=== Passage provided ===
F test statistic to evaluate the features

  • One F test produces a ratio (called an F-value) comparing the variation between two populations’ sample means and the variation within the samples. With a greater variation between the population samples, we are more likely to reject the null hypothesis that the samples are of the same source distribution. With a higher F-value, the lower the p-value associated for the distribution of this test. [1] .
  • Also good example at the [2]
  • Here below, I had a DataFrame , df with some features, f1, f2, f3, f4 and target , y ,
  • Based on my results, f3 is great, f4 barely better than random numbers.
  • f_regression is meant for real number y
  • And f_classif should only be used for a classification problem where y is a class. [3]
from sklearn.feature_selection import f_regression, mutual_info_regression

def evaluate_feature(df, feature, target):
    X = np.array(df[feature].tolist())

=== Record list ===
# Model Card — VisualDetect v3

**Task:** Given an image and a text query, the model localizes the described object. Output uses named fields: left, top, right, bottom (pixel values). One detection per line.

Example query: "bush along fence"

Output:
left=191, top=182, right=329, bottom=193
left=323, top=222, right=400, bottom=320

=== Task to complete ===
Transcribe the part of the F-test notes above that falls between "F test statistic" and "than random numbers.", inclusive.

=== Written reply ===
F test statistic to evaluate the features

  • One F test produces a ratio (called an F-value) comparing the variation between two populations’ sample means and the variation within the samples. With a greater variation between the population samples, we are more likely to reject the null hypothesis that the samples are of the same source distribution. With a higher F-value, the lower the p-value associated for the distribution of this test. [1] .
  • Also good example at the [2]
  • Here below, I had a DataFrame , df with some features, f1, f2, f3, f4 and target , y ,
  • Based on my results, f3 is great, f4 barely better than random numbers.